DATA PROVIDED:
◇ ◇ ◇ ◇
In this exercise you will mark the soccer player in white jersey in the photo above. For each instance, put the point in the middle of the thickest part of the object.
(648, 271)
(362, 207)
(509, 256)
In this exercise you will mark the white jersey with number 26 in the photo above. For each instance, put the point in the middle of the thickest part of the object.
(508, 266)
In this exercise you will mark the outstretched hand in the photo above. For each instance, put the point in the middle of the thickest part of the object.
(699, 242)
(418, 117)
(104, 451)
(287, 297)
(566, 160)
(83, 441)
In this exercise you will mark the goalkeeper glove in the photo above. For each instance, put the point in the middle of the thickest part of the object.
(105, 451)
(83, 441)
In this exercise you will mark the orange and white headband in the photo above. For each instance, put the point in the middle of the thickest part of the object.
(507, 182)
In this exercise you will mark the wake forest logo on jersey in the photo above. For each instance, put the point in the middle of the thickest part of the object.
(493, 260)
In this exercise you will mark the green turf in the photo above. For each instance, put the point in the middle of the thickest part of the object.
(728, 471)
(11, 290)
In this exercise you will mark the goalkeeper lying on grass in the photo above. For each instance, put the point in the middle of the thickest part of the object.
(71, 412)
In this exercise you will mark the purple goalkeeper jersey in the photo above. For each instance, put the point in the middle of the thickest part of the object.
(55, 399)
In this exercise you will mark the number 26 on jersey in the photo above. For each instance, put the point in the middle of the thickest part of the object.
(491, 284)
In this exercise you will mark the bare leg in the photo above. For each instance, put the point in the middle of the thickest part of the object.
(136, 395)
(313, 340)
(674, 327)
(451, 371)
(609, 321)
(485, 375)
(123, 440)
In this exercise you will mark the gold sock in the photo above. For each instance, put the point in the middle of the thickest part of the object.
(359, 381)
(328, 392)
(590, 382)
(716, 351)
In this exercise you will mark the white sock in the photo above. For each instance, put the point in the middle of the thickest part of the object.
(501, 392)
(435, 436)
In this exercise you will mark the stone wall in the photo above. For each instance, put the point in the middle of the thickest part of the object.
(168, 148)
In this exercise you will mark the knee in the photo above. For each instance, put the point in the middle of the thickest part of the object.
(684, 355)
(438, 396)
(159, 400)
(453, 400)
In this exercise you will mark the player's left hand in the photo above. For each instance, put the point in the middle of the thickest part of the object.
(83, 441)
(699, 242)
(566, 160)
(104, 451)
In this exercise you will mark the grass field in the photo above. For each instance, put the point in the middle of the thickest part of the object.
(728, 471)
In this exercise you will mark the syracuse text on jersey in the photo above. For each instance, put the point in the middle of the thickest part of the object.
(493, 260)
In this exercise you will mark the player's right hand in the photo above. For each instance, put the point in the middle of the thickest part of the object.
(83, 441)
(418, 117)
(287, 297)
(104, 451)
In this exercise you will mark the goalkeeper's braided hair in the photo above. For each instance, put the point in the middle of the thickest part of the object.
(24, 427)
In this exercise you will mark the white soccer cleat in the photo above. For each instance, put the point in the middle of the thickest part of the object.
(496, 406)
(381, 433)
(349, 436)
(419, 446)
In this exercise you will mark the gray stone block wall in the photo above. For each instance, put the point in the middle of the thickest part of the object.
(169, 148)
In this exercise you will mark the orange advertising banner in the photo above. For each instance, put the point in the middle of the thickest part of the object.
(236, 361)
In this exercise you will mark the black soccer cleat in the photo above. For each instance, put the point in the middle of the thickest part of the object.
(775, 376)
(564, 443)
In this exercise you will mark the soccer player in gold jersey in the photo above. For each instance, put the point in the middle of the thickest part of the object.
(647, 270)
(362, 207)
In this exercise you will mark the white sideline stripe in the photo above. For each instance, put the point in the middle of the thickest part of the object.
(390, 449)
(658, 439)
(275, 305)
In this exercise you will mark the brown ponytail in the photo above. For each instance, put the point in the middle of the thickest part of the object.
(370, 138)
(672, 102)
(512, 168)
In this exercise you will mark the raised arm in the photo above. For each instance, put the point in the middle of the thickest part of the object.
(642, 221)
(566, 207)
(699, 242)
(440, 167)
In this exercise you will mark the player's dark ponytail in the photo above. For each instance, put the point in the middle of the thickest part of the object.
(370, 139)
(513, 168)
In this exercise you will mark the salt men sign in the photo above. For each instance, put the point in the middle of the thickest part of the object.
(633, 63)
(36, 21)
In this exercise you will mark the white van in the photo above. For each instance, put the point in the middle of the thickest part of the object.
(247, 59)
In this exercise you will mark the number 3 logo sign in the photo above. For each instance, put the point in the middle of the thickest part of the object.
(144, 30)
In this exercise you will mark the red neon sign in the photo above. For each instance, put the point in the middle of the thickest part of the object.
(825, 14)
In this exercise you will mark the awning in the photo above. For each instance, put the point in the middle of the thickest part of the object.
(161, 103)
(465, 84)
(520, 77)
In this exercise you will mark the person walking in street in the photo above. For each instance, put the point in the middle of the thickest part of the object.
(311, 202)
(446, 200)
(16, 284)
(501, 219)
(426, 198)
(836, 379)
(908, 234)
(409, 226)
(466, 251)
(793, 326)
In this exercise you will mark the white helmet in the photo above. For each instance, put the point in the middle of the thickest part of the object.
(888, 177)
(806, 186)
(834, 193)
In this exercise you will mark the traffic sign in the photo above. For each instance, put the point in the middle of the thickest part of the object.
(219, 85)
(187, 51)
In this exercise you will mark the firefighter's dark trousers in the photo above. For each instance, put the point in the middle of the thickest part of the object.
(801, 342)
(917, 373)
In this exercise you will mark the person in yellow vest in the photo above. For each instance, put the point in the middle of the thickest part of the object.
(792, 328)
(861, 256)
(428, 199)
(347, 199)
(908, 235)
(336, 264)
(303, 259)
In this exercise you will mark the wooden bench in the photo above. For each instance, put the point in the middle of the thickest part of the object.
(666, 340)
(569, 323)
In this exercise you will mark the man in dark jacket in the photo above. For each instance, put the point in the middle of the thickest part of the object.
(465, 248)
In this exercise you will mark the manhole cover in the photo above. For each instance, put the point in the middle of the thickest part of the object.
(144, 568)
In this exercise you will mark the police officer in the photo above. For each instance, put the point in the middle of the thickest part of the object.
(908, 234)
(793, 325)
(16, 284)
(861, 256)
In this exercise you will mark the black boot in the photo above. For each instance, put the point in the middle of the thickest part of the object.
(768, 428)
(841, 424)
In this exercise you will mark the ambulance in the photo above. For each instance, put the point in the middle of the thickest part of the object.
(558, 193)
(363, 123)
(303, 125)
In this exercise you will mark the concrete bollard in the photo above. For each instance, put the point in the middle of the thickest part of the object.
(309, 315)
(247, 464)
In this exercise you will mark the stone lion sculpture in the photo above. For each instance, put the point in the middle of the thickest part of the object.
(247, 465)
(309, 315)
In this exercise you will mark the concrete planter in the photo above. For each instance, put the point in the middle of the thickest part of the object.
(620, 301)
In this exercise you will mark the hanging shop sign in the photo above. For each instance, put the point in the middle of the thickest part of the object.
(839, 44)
◇ ◇ ◇ ◇
GIVEN TASK:
Render the stretch of the listing from the line containing "In this exercise you will mark the concrete planter" through the end of the listing as a Markdown table. Use a Row column for each line's number and an Entry column for its text, and skip any blank lines.

FINAL ANSWER:
| Row | Entry |
|---|---|
| 1 | In this exercise you will mark the concrete planter in the photo above. For each instance, put the point in the middle of the thickest part of the object. |
| 2 | (620, 301) |
| 3 | In this exercise you will mark the hanging shop sign in the photo above. For each instance, put the point in the middle of the thickest part of the object. |
| 4 | (839, 44) |